Excerpts of labeled region data
— start —

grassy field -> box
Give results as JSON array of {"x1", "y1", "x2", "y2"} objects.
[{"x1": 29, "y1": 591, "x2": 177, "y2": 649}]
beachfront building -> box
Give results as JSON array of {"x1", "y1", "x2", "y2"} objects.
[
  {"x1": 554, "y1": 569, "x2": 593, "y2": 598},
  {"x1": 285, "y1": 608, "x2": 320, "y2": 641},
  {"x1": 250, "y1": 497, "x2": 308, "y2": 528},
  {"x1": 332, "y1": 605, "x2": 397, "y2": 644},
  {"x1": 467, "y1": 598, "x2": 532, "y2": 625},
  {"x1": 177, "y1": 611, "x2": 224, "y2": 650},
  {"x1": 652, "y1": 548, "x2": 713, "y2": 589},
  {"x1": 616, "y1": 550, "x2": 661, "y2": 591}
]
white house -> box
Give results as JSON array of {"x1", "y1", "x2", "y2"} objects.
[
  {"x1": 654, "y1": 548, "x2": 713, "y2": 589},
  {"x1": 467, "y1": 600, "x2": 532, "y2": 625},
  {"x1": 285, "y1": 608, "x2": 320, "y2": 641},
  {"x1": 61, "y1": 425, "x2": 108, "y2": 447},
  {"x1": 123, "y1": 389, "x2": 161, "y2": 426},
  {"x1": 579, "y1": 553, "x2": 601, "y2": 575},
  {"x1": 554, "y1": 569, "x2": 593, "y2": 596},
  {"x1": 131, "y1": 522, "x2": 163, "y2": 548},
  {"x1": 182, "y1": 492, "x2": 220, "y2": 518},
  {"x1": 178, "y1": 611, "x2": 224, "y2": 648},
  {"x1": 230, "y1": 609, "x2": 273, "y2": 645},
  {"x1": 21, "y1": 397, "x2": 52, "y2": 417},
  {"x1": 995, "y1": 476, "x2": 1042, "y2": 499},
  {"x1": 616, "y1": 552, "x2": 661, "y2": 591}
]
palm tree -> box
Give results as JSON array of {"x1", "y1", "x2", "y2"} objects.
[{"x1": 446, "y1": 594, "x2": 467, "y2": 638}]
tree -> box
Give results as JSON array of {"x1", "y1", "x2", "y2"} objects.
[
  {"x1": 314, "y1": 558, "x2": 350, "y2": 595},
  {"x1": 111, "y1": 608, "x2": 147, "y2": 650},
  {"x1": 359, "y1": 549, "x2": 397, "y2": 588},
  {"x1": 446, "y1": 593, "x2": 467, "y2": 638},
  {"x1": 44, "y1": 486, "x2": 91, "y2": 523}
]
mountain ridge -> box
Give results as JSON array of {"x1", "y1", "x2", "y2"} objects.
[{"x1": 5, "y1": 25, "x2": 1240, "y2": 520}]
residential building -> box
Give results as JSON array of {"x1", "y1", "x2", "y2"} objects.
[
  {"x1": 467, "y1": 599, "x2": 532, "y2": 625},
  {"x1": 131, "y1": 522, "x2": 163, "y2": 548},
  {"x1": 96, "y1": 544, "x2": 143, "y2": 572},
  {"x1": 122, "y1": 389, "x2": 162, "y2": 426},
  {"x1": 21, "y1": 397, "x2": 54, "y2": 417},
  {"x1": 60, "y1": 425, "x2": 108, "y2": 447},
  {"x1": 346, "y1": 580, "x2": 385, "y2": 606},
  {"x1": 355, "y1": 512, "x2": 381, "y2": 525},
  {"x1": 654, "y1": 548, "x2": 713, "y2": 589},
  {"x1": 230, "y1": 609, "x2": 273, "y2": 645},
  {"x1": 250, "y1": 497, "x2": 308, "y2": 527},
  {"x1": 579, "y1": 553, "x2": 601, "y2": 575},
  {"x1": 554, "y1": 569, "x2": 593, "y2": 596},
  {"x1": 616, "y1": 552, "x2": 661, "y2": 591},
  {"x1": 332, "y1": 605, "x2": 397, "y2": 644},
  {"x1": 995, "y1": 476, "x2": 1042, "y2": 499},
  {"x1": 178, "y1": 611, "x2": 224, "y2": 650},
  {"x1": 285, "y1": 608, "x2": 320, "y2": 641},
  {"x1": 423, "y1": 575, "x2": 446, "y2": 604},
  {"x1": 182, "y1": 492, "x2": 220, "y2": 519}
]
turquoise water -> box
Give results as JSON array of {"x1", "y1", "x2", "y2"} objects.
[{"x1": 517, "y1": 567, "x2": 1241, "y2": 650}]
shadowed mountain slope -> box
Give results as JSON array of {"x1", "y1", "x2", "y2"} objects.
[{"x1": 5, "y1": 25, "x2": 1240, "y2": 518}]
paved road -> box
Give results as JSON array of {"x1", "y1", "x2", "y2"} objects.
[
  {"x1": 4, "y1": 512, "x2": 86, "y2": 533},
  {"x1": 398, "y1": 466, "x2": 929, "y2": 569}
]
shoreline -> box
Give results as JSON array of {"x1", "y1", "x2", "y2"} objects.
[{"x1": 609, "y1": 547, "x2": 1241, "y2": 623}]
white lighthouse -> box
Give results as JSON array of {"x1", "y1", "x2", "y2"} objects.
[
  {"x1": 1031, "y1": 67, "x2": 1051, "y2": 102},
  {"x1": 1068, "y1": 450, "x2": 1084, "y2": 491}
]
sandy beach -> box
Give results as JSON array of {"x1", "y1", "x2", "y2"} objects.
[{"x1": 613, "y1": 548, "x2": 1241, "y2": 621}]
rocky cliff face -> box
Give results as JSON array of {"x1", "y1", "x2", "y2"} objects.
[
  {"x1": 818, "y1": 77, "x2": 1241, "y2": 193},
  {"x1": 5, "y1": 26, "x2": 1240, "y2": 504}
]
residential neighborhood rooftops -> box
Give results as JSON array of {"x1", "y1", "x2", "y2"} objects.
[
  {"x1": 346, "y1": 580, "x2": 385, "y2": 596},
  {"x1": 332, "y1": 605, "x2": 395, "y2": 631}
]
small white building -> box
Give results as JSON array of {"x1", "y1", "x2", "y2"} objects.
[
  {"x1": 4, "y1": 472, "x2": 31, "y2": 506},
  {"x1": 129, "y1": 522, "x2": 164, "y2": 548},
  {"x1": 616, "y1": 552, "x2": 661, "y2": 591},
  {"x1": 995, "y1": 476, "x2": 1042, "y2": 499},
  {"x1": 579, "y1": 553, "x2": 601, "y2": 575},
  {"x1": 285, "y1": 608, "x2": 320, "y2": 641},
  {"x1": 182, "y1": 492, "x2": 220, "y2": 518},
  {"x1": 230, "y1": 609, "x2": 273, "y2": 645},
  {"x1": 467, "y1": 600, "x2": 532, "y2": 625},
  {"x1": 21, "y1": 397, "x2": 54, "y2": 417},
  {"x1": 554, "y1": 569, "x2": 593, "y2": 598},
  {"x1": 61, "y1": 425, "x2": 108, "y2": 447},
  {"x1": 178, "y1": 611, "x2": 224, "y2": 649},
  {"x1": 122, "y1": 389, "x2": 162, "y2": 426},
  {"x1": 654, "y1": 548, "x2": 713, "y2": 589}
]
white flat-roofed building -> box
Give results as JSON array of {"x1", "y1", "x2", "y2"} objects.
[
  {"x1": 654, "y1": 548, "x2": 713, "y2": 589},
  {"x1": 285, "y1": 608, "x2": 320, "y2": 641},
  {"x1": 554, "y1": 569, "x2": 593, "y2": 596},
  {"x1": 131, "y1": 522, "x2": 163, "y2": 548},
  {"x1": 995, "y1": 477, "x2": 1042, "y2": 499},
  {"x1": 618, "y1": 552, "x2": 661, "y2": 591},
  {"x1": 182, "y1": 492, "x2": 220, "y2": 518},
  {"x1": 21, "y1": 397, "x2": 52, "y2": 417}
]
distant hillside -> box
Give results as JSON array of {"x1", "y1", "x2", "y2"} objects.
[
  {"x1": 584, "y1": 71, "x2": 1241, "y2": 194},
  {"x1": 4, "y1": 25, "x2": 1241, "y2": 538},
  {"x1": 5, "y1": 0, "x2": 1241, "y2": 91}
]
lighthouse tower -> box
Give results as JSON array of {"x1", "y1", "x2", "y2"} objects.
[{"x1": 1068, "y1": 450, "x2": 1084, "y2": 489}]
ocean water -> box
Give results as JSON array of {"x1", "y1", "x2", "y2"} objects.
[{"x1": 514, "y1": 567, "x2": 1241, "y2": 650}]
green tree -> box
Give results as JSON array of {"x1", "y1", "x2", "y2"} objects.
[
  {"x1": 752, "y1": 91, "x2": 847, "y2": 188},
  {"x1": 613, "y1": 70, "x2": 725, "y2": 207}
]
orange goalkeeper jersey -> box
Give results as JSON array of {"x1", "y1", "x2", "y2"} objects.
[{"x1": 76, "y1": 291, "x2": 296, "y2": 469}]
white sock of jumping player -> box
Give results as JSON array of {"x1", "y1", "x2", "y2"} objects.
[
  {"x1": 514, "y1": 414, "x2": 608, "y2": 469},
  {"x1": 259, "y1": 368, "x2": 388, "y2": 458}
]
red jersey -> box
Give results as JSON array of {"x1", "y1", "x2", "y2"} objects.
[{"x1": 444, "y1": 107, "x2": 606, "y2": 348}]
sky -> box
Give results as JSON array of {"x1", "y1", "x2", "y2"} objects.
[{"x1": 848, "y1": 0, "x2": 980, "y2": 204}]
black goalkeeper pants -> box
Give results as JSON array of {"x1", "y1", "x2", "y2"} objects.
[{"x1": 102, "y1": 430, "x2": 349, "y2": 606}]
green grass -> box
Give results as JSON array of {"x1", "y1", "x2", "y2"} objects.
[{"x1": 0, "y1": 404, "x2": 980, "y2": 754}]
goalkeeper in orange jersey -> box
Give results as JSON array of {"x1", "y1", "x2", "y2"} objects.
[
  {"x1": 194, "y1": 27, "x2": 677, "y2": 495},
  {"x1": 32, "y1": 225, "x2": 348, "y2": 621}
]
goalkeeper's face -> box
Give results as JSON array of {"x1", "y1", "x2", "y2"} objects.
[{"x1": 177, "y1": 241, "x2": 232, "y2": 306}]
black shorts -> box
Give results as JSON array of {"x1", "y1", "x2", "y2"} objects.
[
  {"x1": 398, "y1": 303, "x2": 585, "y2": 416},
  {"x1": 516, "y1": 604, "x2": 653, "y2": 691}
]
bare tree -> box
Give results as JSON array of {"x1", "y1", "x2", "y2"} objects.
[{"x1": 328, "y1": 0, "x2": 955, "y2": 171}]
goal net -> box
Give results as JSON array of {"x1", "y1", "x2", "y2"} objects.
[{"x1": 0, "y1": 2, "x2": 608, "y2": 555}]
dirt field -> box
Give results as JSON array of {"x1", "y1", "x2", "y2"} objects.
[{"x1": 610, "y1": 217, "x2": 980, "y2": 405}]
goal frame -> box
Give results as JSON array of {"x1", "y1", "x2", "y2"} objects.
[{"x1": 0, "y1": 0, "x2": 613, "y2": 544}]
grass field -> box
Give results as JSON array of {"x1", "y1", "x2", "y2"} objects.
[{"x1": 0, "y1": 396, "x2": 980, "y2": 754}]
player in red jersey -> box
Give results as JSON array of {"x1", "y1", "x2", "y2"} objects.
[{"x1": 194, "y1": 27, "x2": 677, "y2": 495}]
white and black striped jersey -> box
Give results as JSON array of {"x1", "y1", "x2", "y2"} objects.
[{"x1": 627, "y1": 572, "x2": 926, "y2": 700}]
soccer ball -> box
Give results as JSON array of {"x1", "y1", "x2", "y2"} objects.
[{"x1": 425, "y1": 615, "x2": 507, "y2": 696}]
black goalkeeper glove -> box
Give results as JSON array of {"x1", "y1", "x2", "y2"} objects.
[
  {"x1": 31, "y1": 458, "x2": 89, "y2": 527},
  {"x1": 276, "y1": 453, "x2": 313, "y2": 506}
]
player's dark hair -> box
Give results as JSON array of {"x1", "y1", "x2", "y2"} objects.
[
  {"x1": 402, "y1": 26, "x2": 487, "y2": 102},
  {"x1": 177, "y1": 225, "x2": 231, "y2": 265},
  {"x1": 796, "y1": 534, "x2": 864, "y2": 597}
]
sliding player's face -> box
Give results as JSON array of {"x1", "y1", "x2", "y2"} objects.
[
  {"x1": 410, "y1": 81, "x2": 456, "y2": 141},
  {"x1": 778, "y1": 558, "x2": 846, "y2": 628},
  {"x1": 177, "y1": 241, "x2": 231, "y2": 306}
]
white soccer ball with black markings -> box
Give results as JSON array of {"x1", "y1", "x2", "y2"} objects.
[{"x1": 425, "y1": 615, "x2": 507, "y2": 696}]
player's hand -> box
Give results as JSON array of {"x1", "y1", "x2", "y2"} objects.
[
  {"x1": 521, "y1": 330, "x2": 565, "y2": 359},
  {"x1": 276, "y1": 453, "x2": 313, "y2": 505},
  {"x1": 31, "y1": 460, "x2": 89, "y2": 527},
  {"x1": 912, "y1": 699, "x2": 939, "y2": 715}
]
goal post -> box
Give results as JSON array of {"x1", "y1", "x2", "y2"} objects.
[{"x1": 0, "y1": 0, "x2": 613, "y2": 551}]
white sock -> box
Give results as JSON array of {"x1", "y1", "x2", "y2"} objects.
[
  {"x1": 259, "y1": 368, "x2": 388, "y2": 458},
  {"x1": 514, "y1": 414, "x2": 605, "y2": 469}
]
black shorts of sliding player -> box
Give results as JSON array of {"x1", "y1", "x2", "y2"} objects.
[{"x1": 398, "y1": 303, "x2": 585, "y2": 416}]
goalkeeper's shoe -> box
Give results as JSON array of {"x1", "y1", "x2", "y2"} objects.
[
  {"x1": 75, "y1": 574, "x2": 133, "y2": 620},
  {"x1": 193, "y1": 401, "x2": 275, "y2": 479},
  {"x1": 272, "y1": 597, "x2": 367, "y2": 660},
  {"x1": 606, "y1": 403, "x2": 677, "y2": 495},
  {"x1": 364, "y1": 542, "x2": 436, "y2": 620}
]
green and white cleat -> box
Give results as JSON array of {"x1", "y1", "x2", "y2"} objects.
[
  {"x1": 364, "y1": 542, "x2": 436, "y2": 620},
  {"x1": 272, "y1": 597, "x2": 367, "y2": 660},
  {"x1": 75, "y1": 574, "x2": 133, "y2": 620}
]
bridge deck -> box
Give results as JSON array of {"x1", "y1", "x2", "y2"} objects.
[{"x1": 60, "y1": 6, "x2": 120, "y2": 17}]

— end —

▸ Task statement
Take the lines above from the one holding "goal post -> box" to the last and output them exactly.

▸ Exercise solution
goal post -> box
Give results as JSON array of {"x1", "y1", "x2", "y2"} objects.
[{"x1": 0, "y1": 0, "x2": 613, "y2": 551}]
white sock -> box
Give results as JSON array of {"x1", "y1", "x2", "y2"} objects.
[
  {"x1": 259, "y1": 368, "x2": 388, "y2": 458},
  {"x1": 514, "y1": 414, "x2": 605, "y2": 469}
]
black shorts of sliding player -> box
Give results as JSON array of {"x1", "y1", "x2", "y2"} objects.
[{"x1": 398, "y1": 303, "x2": 585, "y2": 416}]
goalkeeper's shoe -> box
Give results as JSON array of {"x1", "y1", "x2", "y2"} objects.
[
  {"x1": 75, "y1": 574, "x2": 133, "y2": 620},
  {"x1": 193, "y1": 401, "x2": 275, "y2": 479},
  {"x1": 272, "y1": 597, "x2": 367, "y2": 660},
  {"x1": 606, "y1": 403, "x2": 677, "y2": 495},
  {"x1": 364, "y1": 542, "x2": 436, "y2": 620}
]
green and white cleat -> box
Give results as JSON array of {"x1", "y1", "x2", "y2"} objects.
[
  {"x1": 364, "y1": 542, "x2": 436, "y2": 620},
  {"x1": 272, "y1": 597, "x2": 367, "y2": 660},
  {"x1": 75, "y1": 574, "x2": 133, "y2": 620}
]
bridge deck -> box
Give results as JSON array of {"x1", "y1", "x2", "y2"} objects.
[{"x1": 60, "y1": 6, "x2": 120, "y2": 17}]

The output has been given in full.